* EXERCISE: Repeat only the lines below from the one containing "negative clicks: (483, 384)" through the one containing "264L376 248L346 253L352", inclusive, exactly as written.

* DATASET RECORDS:
"""

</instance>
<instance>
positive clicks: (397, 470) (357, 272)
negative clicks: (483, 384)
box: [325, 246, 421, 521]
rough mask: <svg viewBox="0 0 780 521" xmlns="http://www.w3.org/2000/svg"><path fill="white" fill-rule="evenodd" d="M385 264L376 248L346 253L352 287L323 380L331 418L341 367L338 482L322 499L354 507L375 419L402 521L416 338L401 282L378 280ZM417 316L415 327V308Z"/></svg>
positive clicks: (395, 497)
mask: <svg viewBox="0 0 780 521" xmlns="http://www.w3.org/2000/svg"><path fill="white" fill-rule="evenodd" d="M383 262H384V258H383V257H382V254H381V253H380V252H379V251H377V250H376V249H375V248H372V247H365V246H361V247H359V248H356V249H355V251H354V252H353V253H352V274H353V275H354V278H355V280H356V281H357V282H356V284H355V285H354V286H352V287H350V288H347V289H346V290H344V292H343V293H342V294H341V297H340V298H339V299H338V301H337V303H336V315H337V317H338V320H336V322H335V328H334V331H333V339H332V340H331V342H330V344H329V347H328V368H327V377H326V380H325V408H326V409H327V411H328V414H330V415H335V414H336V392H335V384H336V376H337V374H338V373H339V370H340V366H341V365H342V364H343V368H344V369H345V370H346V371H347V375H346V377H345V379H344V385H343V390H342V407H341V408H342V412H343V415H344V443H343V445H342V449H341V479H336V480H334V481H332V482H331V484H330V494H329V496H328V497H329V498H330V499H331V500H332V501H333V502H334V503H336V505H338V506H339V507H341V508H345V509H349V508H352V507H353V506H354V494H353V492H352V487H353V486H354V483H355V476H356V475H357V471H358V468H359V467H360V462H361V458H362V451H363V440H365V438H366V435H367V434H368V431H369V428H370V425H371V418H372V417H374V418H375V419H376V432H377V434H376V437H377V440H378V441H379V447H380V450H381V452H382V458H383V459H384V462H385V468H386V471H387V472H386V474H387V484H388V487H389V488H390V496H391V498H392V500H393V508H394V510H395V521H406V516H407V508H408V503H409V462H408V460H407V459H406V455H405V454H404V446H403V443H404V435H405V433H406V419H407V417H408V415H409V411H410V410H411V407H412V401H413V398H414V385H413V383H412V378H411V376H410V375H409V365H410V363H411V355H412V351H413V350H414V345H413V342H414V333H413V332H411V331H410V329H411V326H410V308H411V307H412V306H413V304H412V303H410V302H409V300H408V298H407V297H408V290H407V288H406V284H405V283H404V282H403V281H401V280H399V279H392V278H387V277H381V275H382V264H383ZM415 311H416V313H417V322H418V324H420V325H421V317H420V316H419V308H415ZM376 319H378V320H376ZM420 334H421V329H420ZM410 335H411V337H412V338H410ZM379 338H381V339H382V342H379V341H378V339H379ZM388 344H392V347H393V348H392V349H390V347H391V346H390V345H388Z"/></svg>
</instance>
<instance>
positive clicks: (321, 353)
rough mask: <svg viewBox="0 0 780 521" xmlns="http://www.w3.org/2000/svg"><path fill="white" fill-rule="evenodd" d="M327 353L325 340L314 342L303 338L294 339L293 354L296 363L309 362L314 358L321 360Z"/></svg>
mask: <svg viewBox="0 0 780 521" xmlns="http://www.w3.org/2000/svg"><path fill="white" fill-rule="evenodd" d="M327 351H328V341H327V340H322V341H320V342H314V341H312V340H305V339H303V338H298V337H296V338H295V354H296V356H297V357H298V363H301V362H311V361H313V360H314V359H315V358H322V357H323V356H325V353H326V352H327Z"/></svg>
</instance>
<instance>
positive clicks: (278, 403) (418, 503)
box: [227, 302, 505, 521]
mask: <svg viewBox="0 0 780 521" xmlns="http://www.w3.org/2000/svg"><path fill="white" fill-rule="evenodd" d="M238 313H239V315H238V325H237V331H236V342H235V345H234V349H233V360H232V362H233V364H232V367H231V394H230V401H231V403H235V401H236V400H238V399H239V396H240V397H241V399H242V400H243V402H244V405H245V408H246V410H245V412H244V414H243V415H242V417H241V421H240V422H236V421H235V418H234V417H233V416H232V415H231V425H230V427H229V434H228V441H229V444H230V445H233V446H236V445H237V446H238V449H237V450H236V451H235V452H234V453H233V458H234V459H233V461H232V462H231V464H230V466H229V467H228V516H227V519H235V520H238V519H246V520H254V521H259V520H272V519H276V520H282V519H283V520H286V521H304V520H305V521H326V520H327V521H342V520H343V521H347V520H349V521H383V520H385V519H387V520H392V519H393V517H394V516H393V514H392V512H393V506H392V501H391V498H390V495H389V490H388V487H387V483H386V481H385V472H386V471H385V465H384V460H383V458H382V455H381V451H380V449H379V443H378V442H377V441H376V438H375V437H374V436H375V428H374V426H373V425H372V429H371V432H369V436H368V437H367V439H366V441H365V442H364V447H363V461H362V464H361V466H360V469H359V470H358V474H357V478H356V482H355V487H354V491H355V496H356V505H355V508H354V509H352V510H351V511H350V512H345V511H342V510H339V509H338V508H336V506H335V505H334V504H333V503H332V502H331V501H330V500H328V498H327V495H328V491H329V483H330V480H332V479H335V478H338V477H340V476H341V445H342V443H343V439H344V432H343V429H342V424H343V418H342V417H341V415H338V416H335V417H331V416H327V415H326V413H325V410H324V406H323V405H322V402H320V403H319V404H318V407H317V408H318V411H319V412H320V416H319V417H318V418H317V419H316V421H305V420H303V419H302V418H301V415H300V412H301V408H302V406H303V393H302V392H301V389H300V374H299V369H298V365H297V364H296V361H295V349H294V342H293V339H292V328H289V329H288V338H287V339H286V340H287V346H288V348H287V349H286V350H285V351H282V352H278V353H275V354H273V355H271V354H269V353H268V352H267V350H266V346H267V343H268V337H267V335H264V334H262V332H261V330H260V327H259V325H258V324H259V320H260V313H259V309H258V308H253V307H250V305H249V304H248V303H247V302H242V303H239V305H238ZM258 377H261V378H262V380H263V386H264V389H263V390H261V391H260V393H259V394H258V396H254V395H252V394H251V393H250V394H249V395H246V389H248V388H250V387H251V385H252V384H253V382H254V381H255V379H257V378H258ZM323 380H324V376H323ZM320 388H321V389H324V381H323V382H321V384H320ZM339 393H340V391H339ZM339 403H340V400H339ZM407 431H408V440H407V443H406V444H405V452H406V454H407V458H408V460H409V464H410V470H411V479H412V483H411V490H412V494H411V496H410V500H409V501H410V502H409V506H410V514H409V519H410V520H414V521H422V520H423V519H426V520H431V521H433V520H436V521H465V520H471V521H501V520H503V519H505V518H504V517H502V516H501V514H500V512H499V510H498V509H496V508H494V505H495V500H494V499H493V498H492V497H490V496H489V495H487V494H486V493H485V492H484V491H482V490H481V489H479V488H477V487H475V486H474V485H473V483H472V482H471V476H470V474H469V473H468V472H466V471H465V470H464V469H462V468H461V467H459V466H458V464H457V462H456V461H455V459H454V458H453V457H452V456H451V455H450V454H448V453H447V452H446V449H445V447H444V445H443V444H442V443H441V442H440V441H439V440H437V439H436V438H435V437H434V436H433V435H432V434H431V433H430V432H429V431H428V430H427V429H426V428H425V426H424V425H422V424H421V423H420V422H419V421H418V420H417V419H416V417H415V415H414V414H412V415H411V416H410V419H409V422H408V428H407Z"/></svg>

"""

* SOLUTION TO THE PROBLEM:
negative clicks: (483, 384)
box: [325, 246, 421, 521]
rough mask: <svg viewBox="0 0 780 521" xmlns="http://www.w3.org/2000/svg"><path fill="white" fill-rule="evenodd" d="M385 264L376 248L346 253L352 287L323 380L331 418L341 367L338 482L322 499L354 507L375 419L402 521L416 338L401 282L378 280ZM417 316L415 327V308Z"/></svg>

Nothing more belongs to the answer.